→ **EXERCISE TASK**:
Render the lines below as a JSON list of strings, with each line as its own string and any blank lines omitted.
## Start STORED ROWS
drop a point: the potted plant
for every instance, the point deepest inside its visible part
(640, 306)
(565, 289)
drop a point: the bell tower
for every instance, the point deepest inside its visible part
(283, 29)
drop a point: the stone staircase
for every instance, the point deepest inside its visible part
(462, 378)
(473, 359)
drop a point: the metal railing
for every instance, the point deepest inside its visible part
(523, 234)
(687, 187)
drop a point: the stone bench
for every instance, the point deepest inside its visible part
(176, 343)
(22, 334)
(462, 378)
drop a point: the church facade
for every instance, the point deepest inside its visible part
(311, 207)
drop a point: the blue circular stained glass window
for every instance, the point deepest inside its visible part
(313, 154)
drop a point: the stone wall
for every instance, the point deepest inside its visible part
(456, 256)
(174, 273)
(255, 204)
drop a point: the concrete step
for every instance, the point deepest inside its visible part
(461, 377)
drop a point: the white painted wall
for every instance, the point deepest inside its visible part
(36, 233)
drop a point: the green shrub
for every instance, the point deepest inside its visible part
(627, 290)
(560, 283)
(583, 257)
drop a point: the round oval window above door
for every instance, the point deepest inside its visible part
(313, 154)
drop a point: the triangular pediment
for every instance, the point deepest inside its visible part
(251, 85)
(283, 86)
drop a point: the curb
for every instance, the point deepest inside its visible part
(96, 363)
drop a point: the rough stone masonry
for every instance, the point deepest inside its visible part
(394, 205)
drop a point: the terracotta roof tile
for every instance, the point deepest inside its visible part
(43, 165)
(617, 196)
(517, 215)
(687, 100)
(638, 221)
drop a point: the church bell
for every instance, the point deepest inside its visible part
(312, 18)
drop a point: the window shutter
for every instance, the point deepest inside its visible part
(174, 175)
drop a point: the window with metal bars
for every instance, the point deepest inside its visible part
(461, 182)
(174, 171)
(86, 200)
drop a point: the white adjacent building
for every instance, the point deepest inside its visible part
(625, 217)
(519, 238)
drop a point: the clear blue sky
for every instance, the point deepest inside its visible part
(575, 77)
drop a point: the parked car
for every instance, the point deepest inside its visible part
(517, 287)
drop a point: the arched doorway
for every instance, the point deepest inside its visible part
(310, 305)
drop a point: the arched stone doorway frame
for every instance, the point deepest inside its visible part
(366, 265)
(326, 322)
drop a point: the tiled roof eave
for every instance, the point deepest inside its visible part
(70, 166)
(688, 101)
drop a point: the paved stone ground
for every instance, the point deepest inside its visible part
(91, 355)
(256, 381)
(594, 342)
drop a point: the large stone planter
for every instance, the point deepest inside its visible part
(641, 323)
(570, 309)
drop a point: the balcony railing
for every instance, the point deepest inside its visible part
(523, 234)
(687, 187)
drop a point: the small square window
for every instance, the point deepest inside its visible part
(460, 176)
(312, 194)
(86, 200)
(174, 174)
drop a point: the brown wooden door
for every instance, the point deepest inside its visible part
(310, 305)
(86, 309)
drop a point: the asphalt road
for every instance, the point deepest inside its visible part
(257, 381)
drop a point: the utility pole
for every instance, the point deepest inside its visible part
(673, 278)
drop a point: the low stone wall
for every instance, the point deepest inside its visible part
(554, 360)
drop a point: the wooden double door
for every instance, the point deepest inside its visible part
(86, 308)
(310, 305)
## End STORED ROWS
→ **SOLUTION FOR THIS TASK**:
[
  "drop a point: the potted plant",
  "for every instance, the point deepest inside its visible part",
  "(640, 306)",
  "(565, 289)",
  "drop a point: the bell tower",
  "for every instance, the point deepest inside its visible part",
  "(283, 29)",
  "drop a point: the stone staircase",
  "for every instance, the point deepest inside its visible part",
  "(462, 378)",
  "(473, 359)",
  "drop a point: the metal railing",
  "for every instance, the point deepest inside its visible part",
  "(523, 234)",
  "(687, 187)",
  "drop a point: the stone bench",
  "for every instance, the point deepest inside its visible part",
  "(176, 343)",
  "(22, 334)",
  "(462, 378)",
  "drop a point: the church facade",
  "for every instance, the point deepest inside its visible part",
  "(311, 207)",
  "drop a point: the blue circular stained glass window",
  "for every instance, the point deepest inside its visible part",
  "(313, 154)",
  "drop a point: the stone wall",
  "for every instance, the point deepest inside its visible part",
  "(456, 256)",
  "(174, 273)",
  "(255, 204)",
  "drop a point: the concrete step",
  "for every instance, the point deepest inside its visible part",
  "(461, 377)",
  "drop a point: the white painted wall",
  "for every instance, the point deepest inside its visible part",
  "(36, 233)",
  "drop a point: the green shrub",
  "for every instance, the point deepest inside its visible part",
  "(627, 290)",
  "(560, 283)",
  "(583, 257)",
  "drop a point: the round oval window above door",
  "for every instance, the point deepest inside its visible part",
  "(313, 154)",
  "drop a point: the triangular pediment",
  "for every instance, the point deepest inside its visible part",
  "(251, 85)",
  "(283, 86)",
  "drop a point: the curb",
  "for every instance, the point deepest inside its visible part",
  "(96, 363)",
  "drop a point: the rough stone masonry",
  "for every instance, the point deepest inside its visible part",
  "(394, 205)",
  "drop a point: the terracotta roof tile",
  "for every instance, the point deepest inside its visible part",
  "(43, 165)",
  "(617, 196)",
  "(517, 215)",
  "(687, 100)",
  "(638, 221)",
  "drop a point: the church bell",
  "for every instance, the point deepest inside its visible part",
  "(312, 18)",
  "drop a point: the window shutter",
  "for every instance, the point deepest inside its visible part",
  "(174, 175)",
  "drop a point: the window with metal bars",
  "for every instance, the point deepest inside its visible part",
  "(461, 182)",
  "(174, 171)",
  "(86, 200)",
  "drop a point: the white adjacent building",
  "for every instance, the point deepest inside its visible part",
  "(625, 217)",
  "(519, 238)",
  "drop a point: the clear blue sky",
  "for every instance, the point deepest inside its visible part",
  "(575, 77)",
  "drop a point: the parked car",
  "for every instance, the point deepest inside its visible part",
  "(517, 287)",
  "drop a point: the arched doorway",
  "for every instance, the point deepest inside its visible part",
  "(310, 305)",
  "drop a point: the arched stone doorway frame",
  "for every instance, the point deepest inside its visible part",
  "(366, 265)",
  "(326, 322)",
  "drop a point: the tiled roof eave",
  "for every instance, the point deepest inside its visible part",
  "(70, 166)",
  "(688, 101)",
  "drop a point: the paved stone ground",
  "for every instance, the point deepest inside its visible part",
  "(91, 355)",
  "(256, 381)",
  "(594, 342)",
  "drop a point: the large stone planter",
  "for every instance, the point deepest inside its visible part",
  "(641, 323)",
  "(570, 309)",
  "drop a point: the balcony railing",
  "for every instance, the point deepest inside its visible part",
  "(523, 234)",
  "(687, 187)",
  "drop a point: the small square window",
  "for every instance, the point deepest inside its visible part",
  "(460, 176)",
  "(312, 194)",
  "(86, 200)",
  "(174, 174)",
  "drop a point: the brown wooden door",
  "for every instance, the point deepest inside its visible part",
  "(310, 305)",
  "(86, 309)",
  "drop a point: the asphalt road",
  "for every instance, the point deepest inside its visible part",
  "(257, 381)",
  "drop a point: the utility pole",
  "for every instance, the point deepest inside its visible part",
  "(673, 278)",
  "drop a point: the low stone wall",
  "for every instance, the point deepest inside its visible part",
  "(554, 360)",
  "drop a point: the wooden double door",
  "for every instance, the point deepest inside its visible part",
  "(86, 308)",
  "(310, 305)"
]